**PROBLEM TO SOLVE:** Copy the entries below, substituting "shirt" for "jersey" and leaving everything else unchanged.

**DATA EXCERPTS:**
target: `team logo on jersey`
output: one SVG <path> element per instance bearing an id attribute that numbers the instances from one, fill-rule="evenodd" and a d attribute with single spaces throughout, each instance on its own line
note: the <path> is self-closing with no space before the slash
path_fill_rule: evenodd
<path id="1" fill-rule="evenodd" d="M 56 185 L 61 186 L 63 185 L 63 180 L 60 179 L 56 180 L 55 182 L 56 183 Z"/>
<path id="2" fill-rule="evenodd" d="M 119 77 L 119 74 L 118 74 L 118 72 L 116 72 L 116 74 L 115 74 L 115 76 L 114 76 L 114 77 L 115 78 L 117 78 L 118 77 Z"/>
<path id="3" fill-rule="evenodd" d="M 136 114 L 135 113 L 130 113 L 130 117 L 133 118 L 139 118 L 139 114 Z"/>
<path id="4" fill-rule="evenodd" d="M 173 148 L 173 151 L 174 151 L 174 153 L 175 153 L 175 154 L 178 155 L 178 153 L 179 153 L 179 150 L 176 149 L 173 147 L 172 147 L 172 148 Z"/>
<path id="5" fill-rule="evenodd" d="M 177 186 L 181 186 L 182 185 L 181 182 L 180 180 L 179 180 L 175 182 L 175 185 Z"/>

**TASK RESULT:**
target: `team logo on shirt`
output: one SVG <path> element per instance bearing an id attribute that numbers the instances from one, fill-rule="evenodd" and a d attribute with single spaces throughout, each instance on its own line
note: the <path> is self-closing with no space before the slash
path_fill_rule: evenodd
<path id="1" fill-rule="evenodd" d="M 56 185 L 61 186 L 63 185 L 63 180 L 60 179 L 56 180 L 55 182 L 56 183 Z"/>
<path id="2" fill-rule="evenodd" d="M 119 77 L 119 74 L 118 74 L 118 72 L 116 72 L 116 74 L 115 74 L 115 76 L 114 76 L 114 77 L 115 78 L 117 78 L 118 77 Z"/>
<path id="3" fill-rule="evenodd" d="M 136 114 L 135 113 L 130 113 L 130 117 L 133 118 L 139 118 L 139 114 Z"/>
<path id="4" fill-rule="evenodd" d="M 173 148 L 173 151 L 174 151 L 174 153 L 175 153 L 175 154 L 178 155 L 178 153 L 179 153 L 179 150 L 176 149 L 173 147 L 172 147 L 172 148 Z"/>
<path id="5" fill-rule="evenodd" d="M 177 186 L 181 186 L 182 185 L 181 182 L 180 180 L 179 180 L 175 182 L 175 185 Z"/>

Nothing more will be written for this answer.